═════ Records to use ═════

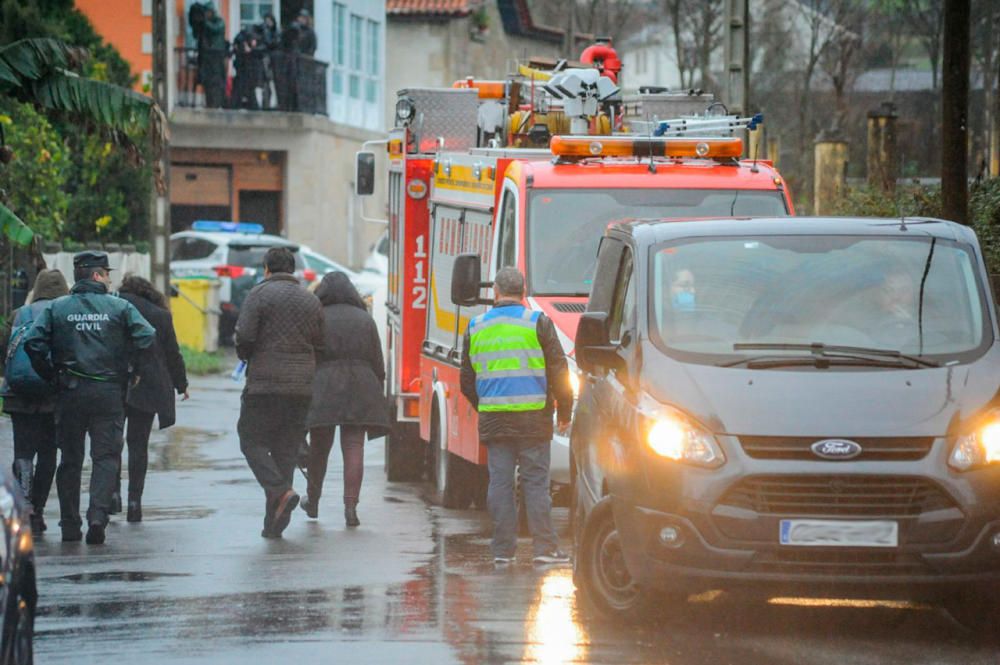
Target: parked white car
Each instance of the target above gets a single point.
(234, 253)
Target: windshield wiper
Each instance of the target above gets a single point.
(819, 362)
(821, 350)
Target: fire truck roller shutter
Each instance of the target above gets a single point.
(453, 476)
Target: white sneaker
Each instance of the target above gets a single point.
(555, 556)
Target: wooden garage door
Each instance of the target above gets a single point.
(200, 185)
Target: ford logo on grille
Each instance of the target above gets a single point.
(836, 449)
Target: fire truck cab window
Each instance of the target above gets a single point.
(565, 226)
(507, 253)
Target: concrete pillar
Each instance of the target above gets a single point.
(883, 157)
(830, 175)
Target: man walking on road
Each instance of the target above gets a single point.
(278, 333)
(513, 370)
(86, 342)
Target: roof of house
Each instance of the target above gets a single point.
(428, 7)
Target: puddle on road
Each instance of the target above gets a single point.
(175, 513)
(119, 576)
(177, 448)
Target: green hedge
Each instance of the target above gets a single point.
(925, 201)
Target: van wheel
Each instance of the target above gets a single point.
(604, 582)
(451, 473)
(977, 610)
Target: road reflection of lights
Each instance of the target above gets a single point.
(553, 634)
(849, 602)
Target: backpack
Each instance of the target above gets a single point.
(20, 376)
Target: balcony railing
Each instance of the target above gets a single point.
(258, 80)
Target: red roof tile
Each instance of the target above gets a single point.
(429, 7)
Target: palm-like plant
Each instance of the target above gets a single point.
(40, 71)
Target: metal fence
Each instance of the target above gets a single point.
(258, 80)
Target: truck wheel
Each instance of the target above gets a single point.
(403, 451)
(605, 585)
(453, 487)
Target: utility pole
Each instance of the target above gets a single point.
(736, 87)
(159, 218)
(955, 111)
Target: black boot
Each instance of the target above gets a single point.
(24, 472)
(351, 513)
(38, 525)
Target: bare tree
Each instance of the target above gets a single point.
(842, 56)
(926, 21)
(697, 27)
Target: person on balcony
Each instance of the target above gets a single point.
(306, 43)
(212, 50)
(249, 62)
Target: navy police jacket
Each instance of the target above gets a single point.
(89, 333)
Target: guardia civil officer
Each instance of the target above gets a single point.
(514, 372)
(85, 342)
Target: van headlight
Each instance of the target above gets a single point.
(673, 435)
(979, 447)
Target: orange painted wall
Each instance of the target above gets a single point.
(122, 24)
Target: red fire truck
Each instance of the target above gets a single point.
(492, 168)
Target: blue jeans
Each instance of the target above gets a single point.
(533, 466)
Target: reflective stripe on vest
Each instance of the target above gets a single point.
(508, 359)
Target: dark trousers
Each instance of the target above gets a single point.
(94, 408)
(532, 465)
(352, 447)
(271, 429)
(138, 426)
(35, 437)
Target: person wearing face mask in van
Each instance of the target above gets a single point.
(682, 291)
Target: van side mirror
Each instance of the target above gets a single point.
(592, 345)
(466, 276)
(364, 173)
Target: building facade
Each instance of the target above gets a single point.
(286, 158)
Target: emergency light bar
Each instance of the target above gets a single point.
(634, 146)
(227, 227)
(486, 89)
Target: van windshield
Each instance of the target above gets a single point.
(918, 296)
(566, 225)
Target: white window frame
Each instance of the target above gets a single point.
(362, 48)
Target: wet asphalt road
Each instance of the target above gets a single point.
(195, 583)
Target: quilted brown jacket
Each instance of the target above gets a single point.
(279, 333)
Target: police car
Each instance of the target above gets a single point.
(234, 253)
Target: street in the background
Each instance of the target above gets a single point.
(195, 583)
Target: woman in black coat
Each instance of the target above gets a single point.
(161, 373)
(347, 392)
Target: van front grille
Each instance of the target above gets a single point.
(887, 448)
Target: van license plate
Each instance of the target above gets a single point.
(839, 533)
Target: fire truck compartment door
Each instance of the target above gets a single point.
(454, 231)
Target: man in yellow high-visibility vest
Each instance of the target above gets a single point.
(514, 372)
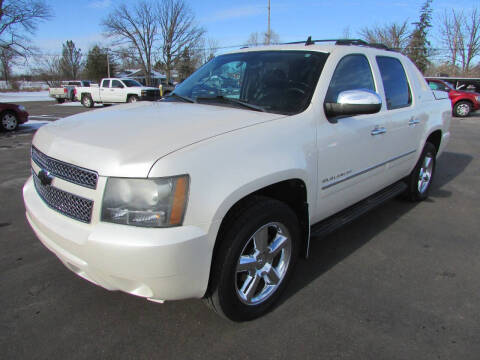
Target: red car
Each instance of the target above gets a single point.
(11, 115)
(463, 102)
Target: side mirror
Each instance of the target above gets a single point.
(354, 102)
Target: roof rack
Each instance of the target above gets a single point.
(357, 42)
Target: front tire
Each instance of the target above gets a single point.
(258, 250)
(462, 109)
(87, 101)
(9, 121)
(420, 180)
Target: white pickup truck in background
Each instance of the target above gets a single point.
(114, 90)
(66, 91)
(214, 192)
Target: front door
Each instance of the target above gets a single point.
(117, 91)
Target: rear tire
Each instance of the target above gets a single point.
(462, 109)
(258, 248)
(132, 98)
(87, 101)
(420, 180)
(8, 121)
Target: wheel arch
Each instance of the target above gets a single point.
(292, 192)
(435, 138)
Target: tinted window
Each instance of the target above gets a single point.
(352, 73)
(397, 90)
(131, 83)
(273, 81)
(117, 84)
(438, 86)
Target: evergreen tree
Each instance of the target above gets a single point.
(71, 61)
(96, 67)
(419, 47)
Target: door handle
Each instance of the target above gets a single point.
(378, 131)
(413, 122)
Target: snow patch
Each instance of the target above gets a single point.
(77, 103)
(15, 97)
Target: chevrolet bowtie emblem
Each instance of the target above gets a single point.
(45, 177)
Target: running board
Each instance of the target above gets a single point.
(351, 213)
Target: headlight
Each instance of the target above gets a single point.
(145, 202)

═════

In the listing above, how many of the lines contain the string "windshield"? Respond with the number alone.

# Completed exercise:
2